■ Ziel
Gib die Auflistung unten noch einmal wieder und tausche dabei jedes „all visible instances“ gegen „every visible instance“. Alles andere bleibt unverändert.

■ Bereitgestellte Daten
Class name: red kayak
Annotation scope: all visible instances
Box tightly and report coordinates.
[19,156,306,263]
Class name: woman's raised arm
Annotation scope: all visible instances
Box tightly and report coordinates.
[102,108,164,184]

■ Antwort
Class name: red kayak
Annotation scope: every visible instance
Box tightly and report coordinates.
[19,156,306,263]
Class name: woman's raised arm
Annotation scope: every visible instance
Box tightly and report coordinates.
[102,108,164,184]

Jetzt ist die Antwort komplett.